Location identification items:
□ □ □ □ □
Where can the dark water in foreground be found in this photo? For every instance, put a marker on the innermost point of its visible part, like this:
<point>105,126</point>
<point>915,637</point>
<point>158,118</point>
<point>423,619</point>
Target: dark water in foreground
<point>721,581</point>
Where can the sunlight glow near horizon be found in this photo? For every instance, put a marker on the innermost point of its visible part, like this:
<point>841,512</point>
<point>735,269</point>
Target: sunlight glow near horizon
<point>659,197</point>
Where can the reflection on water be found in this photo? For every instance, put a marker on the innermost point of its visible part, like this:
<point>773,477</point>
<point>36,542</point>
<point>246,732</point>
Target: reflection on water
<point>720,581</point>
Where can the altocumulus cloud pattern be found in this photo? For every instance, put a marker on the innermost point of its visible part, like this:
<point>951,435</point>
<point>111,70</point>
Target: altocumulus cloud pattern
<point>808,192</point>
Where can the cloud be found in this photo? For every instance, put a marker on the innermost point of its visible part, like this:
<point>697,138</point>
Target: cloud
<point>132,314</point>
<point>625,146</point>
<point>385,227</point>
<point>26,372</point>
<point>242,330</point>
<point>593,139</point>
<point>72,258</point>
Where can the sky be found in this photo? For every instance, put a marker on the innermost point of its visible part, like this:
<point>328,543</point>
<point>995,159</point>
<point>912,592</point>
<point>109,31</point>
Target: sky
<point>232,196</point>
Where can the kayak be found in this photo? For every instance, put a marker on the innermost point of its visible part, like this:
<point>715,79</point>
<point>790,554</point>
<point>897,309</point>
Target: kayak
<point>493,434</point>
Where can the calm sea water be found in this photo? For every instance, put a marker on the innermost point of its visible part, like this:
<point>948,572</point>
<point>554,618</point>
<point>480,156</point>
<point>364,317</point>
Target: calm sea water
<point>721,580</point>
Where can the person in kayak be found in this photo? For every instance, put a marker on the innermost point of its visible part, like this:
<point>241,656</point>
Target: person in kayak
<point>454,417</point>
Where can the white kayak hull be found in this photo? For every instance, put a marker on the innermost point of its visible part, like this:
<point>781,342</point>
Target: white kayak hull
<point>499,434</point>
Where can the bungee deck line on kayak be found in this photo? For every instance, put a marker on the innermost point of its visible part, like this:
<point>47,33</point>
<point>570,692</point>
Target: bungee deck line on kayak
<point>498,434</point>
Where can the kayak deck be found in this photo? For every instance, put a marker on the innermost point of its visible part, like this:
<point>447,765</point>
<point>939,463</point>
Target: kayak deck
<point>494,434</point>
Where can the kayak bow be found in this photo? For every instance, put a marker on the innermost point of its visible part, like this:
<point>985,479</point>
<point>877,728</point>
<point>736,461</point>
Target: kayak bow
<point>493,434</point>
□ □ □ □ □
Copy the material from the line with "Where can the sunlight" up to and including the line with "<point>720,581</point>", multiplying each answer coordinate by 2.05 and rounding to a whole number with halves rounded up. Leave every other line and number unchanged.

Where can the sunlight glow near horizon be found in this photo? For every instance, put a marker on the innermost point of its visible part, like this:
<point>841,512</point>
<point>735,269</point>
Target: sunlight glow near horizon
<point>1351,404</point>
Where can the reflection on water be found in this photo? For every instance, put a marker on the innermost point of its visible part, like this:
<point>773,477</point>
<point>36,542</point>
<point>246,732</point>
Target: reflection on water
<point>1476,1191</point>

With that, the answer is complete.